(THE DATA Opens)

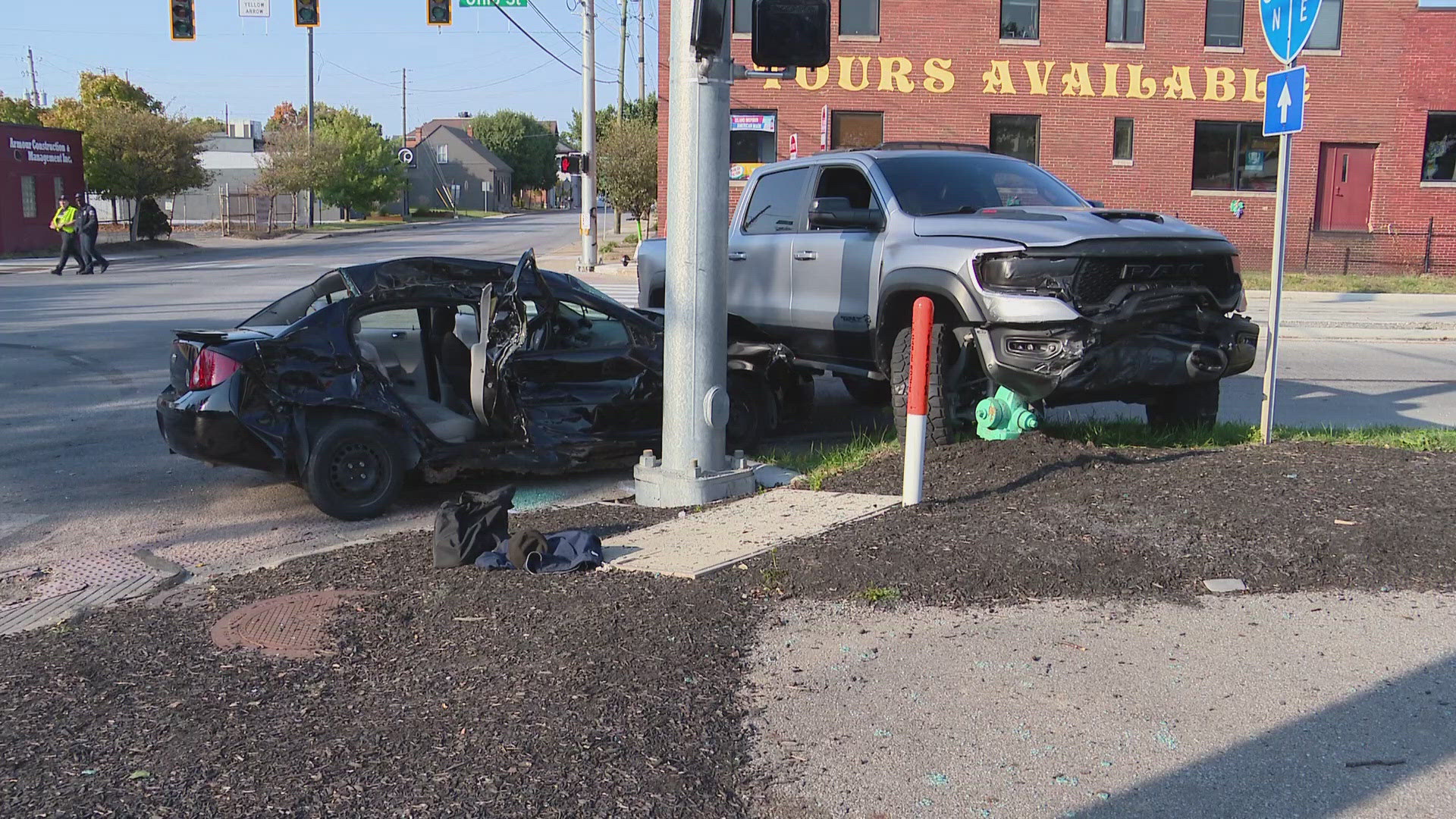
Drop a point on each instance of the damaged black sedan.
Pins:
(440, 366)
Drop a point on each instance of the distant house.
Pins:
(455, 171)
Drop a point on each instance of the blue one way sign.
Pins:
(1285, 102)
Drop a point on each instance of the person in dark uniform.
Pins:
(64, 223)
(86, 231)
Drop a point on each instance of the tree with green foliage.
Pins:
(628, 167)
(19, 111)
(360, 169)
(528, 146)
(637, 110)
(293, 165)
(137, 153)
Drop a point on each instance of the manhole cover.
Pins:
(291, 626)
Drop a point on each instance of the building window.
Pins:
(1123, 139)
(1017, 134)
(28, 207)
(1234, 156)
(859, 18)
(743, 17)
(1440, 148)
(752, 142)
(856, 129)
(1125, 20)
(1223, 25)
(1327, 25)
(1021, 19)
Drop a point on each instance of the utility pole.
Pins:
(310, 120)
(36, 88)
(695, 357)
(588, 134)
(642, 50)
(403, 139)
(622, 89)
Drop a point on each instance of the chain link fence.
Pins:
(1426, 248)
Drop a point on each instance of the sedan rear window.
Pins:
(331, 287)
(928, 186)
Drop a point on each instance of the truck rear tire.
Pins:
(1188, 406)
(938, 409)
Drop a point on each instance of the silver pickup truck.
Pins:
(1038, 293)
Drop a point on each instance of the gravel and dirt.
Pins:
(615, 694)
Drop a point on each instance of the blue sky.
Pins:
(478, 64)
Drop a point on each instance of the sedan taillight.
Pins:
(210, 369)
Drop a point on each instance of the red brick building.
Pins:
(1156, 108)
(36, 165)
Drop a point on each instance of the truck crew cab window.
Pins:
(777, 203)
(848, 183)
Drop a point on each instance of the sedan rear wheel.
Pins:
(354, 471)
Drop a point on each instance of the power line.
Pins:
(536, 41)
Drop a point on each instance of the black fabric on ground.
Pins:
(471, 526)
(541, 554)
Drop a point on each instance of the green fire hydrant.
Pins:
(1003, 416)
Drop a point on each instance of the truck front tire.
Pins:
(938, 428)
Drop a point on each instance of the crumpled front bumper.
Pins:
(1117, 362)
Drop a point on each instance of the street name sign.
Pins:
(1288, 25)
(1285, 102)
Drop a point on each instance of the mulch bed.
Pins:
(453, 692)
(1044, 518)
(462, 692)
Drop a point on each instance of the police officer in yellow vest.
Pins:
(64, 222)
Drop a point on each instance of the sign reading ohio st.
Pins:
(1036, 77)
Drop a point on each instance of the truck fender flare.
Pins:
(932, 283)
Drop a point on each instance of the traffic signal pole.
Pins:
(695, 468)
(310, 118)
(588, 134)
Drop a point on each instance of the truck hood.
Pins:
(1056, 226)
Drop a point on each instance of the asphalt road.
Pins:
(83, 471)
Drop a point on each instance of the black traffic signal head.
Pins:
(306, 14)
(184, 25)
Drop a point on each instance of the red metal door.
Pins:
(1346, 181)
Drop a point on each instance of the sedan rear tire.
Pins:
(354, 471)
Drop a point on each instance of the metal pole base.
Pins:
(667, 488)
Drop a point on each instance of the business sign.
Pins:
(1285, 102)
(753, 123)
(41, 152)
(1288, 25)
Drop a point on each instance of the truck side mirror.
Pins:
(791, 34)
(836, 213)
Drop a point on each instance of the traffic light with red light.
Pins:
(306, 14)
(184, 24)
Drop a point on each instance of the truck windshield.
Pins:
(937, 184)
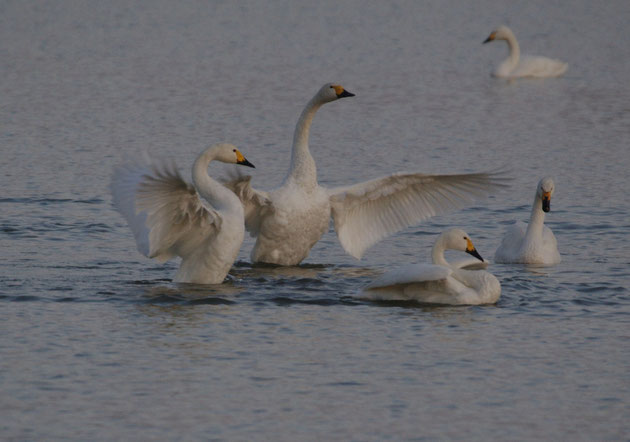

(THE DATA Closes)

Give back an exact copy of the material above, omitting the pictures.

Drop a point on each instance of the damaged black sedan.
Pins:
(440, 366)
Drop a point on each instance of the distant house.
Pins:
(455, 171)
Drop a point on each instance of the blue one way sign.
Pins:
(1285, 102)
Drop a point on each instance of the person in dark uniform.
Pins:
(64, 223)
(86, 231)
Drop a point on each instance of the tree with green foliage.
Pins:
(628, 167)
(19, 111)
(360, 169)
(528, 146)
(637, 110)
(293, 165)
(137, 153)
Drop a point on each instance of the manhole cover.
Pins:
(291, 626)
Drop a point on each instance of the building window.
Pins:
(1123, 139)
(1017, 134)
(28, 207)
(1234, 156)
(859, 18)
(743, 17)
(1440, 148)
(752, 142)
(856, 129)
(1125, 20)
(1223, 25)
(1327, 25)
(1021, 19)
Drop a point on each instance of the utility pole.
Pins:
(310, 120)
(36, 88)
(695, 357)
(588, 134)
(642, 50)
(403, 139)
(622, 89)
Drop a point on each instance of the chain link fence.
Pins:
(1426, 248)
Drop a point on each instance of the sedan rear window.
Pins:
(331, 287)
(928, 186)
Drop a point on each instance of the truck rear tire.
Pins:
(1188, 406)
(938, 409)
Drop a point on each instance of the silver pickup truck.
Pins:
(1038, 293)
Drop a point on each instance of the gravel and dirt.
Pins:
(615, 694)
Drop a point on each instance of the blue sky.
Pins:
(478, 64)
Drop a point on each instance of the sedan taillight.
Pins:
(210, 369)
Drop a point on each instance of the red brick building.
Pins:
(1156, 108)
(36, 165)
Drop a point on each instance of the truck crew cab window.
Pins:
(777, 203)
(848, 183)
Drop a point on each instance of the sedan rear wheel.
Pins:
(354, 471)
Drop a point on each instance of the power line.
Pins:
(536, 41)
Drop a point on each instance of the black fabric on ground.
Pins:
(471, 526)
(541, 554)
Drop a point on each instance of the green fire hydrant.
Pins:
(1003, 416)
Drop a point on each instance of the truck front tire.
Pins:
(938, 428)
Drop a point on each instance of the crumpled front bumper.
Pins:
(1117, 362)
Drop a point on each instance of the street name sign.
Pins:
(1288, 25)
(1285, 102)
Drop a point on each instance of the mulch bed.
Pins:
(453, 692)
(1044, 518)
(462, 692)
Drop a point on each instance of the police officer in yellow vest.
Pins:
(64, 222)
Drop a point on each instance of the sign reading ohio st.
Pins:
(1036, 77)
Drop a point on each instance of the truck fender flare.
Pins:
(932, 283)
Drop a point on each instance of the traffic signal pole.
Pins:
(695, 468)
(310, 118)
(588, 134)
Drop a point on each instance of the truck hood.
Pins:
(1056, 226)
Drop a point on each instance of the asphalt road.
Pins:
(83, 471)
Drop a point on each instance of the black traffic signal head.
Pins:
(306, 14)
(184, 25)
Drop a point on each instance of the red metal door.
Pins:
(1346, 181)
Drop a point on each instance of the sedan rear tire.
Pins:
(354, 471)
Drop a point on each instance of the metal pole base.
Pins:
(667, 488)
Drop a point on each instance of the business sign.
Pins:
(1285, 102)
(753, 123)
(41, 152)
(1288, 25)
Drop a point on each instance of the truck side mirror.
Pins:
(791, 34)
(836, 213)
Drop a point on each instance of the traffic light with red light.
Pins:
(306, 14)
(184, 24)
Drop a point on each instance of the truck windshield.
Pins:
(937, 184)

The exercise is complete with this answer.